▶ _Text passage_
►
If he fancieth safety, he deludeth himself: for how can he be safe, who is destitute of God's protection and succor ; who is the object of divine wrath and vengeance; who is assailed by many fierce and powerful enemies; whom the roaring lion is ready to devour; whom death and sudden destruction are coming to seize on ; whom guilt threateneth, and hell gapeth for ; who without any guard or fence standeth exposed to such imminent, such horrid and ghastly dangers ?
If he thirst for liberty, he will be frustrated; for he can be no otherwise than a slave, while he continueth impious; servus tot dominorum, quot vitiorum, a slave to so many masters as he keepeth vices: a slave to himself and his own lusts : carrying about with him the fetters of unsatiable desire, being hampered with inconsistent and irregular affections.
Ease he cannot obtain, being oppressed with unwieldy burdens of sin, of care, of trouble ; being tossed with restless agitations of lust and passion; being · like the troubled sea, which cannot rest, whose waters cast up mire and dirt.'
If he meaneth to get wisdom, he is out; for wisdom and impiety are incompatible things. All his knowlege is vain, all bis speculations are no better than dreams, seeing he erreth in the main point, and is ' not wise to salvation.'
He is, in fine, extremely mistaken, and in all his projects will be lamentably disappointed, whoever fancieth any true profit without piety: he never can attain to be so much as wealthy; but drudge and plod what he can, must be a beggar
and å forlorn wretch. For how can he be any wise rich, who doth want all the best things, the only valuable things in the world, which any man may have, which any good man doth possess? How can he be rich, who is destitute of the most needful accommodations of life ; who constantly feedeth on the coarsest and most sordid fare, (the dust of pelf, the dung of sensuality ;) who hath no faithful or constant friends, (nothing earthly can be such ;) who is master of nothing but dirt, or chaff, or smoke? Whereas also riches do consist, not in what one enjoyeth at present, (for that can be little,) but in a presumed ability to enjoy afterward what he may come to need or desire; or in well-grounded hopes that he shall never fall into want or distress. How can that man be rich, who hath not any confidence in God, any interest in him, any reason to expect his blessing ? yea, who hath much ground to fear the displeasure of him, in whose hand all things are, and who arbitrarily disposeth of all? Piety therefore is the only profitable thing according to just esteem. “She is more precious than rubies, and all the things we can desire are not to be compared to her. On this account it is most true, what the Psalmist affirmeth, ' a little that the righteous hath is better than great riches of the ungodly.'
IV. That commendation is not to be omitted which is nearest at hand, and suggested by St. Paul himself to back this assertion concerning the universal profitableness of piety; For,' saith he, “it hath the promise of the life that now is, and of that which is to come:' that is, God hath promised to reward it with blessings appertaining to this mortal life, and with those which concern the future eternal state.
◄
▶ _Given exercise 1_
The passage on piety says the impious man is "oppressed with unwieldy burdens" of certain things. List each of them.

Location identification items
►
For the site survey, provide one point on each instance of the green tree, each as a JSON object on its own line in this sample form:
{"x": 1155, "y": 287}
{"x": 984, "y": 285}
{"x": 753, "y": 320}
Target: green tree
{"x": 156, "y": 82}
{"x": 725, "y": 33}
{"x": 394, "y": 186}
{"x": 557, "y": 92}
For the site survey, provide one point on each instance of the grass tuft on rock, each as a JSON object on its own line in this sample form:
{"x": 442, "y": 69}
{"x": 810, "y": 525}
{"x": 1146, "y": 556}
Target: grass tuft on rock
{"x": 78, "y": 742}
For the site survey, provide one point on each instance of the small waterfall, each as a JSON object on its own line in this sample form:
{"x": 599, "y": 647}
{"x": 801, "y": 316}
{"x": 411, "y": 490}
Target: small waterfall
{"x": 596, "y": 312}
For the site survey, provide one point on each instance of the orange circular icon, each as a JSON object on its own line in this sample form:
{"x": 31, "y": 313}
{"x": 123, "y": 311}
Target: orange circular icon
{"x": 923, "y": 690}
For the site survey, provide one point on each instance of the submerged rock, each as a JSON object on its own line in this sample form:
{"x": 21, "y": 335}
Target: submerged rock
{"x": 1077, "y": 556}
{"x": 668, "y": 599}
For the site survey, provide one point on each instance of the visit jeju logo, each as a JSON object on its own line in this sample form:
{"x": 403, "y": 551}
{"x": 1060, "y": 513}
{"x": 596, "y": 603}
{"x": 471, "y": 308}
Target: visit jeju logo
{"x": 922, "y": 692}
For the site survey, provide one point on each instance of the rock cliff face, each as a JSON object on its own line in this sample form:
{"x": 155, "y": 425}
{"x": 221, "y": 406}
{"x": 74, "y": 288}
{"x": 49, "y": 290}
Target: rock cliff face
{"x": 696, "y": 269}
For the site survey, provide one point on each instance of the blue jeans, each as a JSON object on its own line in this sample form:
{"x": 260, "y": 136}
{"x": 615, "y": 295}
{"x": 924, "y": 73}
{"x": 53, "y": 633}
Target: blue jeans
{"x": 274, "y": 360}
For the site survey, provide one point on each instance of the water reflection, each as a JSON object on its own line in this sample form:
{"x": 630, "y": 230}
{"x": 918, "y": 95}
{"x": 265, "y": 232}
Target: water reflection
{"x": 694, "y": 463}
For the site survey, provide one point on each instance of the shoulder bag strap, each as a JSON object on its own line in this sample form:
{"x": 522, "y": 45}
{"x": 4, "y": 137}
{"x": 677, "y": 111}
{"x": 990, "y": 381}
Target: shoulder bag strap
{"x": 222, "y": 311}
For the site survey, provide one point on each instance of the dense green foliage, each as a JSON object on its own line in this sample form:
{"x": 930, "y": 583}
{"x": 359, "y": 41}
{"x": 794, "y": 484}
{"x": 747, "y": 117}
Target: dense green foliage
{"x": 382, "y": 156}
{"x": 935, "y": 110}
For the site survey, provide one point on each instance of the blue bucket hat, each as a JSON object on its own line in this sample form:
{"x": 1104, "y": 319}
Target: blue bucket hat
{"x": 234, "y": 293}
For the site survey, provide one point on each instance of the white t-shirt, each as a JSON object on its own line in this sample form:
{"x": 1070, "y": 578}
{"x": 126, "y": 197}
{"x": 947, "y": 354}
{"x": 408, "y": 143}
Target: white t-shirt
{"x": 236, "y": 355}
◄
▶ _Given exercise 2_
Print the listing lines exactly as they appear, starting at the line that contains "blue jeans, each" and ending at the last line of the listing.

▶ _Written reply 1_
sin
care
trouble

▶ _Written reply 2_
For the site survey, provide one point on each instance of the blue jeans, each as a JSON object on its own line in this sample form:
{"x": 260, "y": 136}
{"x": 615, "y": 295}
{"x": 924, "y": 73}
{"x": 53, "y": 633}
Target: blue jeans
{"x": 274, "y": 360}
For the site survey, provide one point on each instance of the water reflection, each as a JSON object on its own line in this sample form:
{"x": 630, "y": 230}
{"x": 918, "y": 95}
{"x": 265, "y": 232}
Target: water reflection
{"x": 694, "y": 463}
For the site survey, provide one point on each instance of the shoulder bag strap, each as a JSON object on its own line in this sample form:
{"x": 522, "y": 45}
{"x": 4, "y": 137}
{"x": 677, "y": 111}
{"x": 990, "y": 381}
Target: shoulder bag strap
{"x": 222, "y": 311}
For the site survey, provide one point on each instance of the dense green foliage, each as a JSON object on its own line in this sample form:
{"x": 930, "y": 583}
{"x": 359, "y": 41}
{"x": 794, "y": 484}
{"x": 747, "y": 117}
Target: dense green foliage
{"x": 382, "y": 156}
{"x": 935, "y": 110}
For the site survey, provide one point on each instance of the blue bucket hat, each as a JSON object on its own line in this sample form:
{"x": 1104, "y": 319}
Target: blue bucket hat
{"x": 234, "y": 293}
For the site survey, provide one point on each instance of the white t-shirt, each as a JSON object on its own line in this sample form:
{"x": 1070, "y": 578}
{"x": 126, "y": 197}
{"x": 947, "y": 354}
{"x": 408, "y": 143}
Target: white t-shirt
{"x": 236, "y": 355}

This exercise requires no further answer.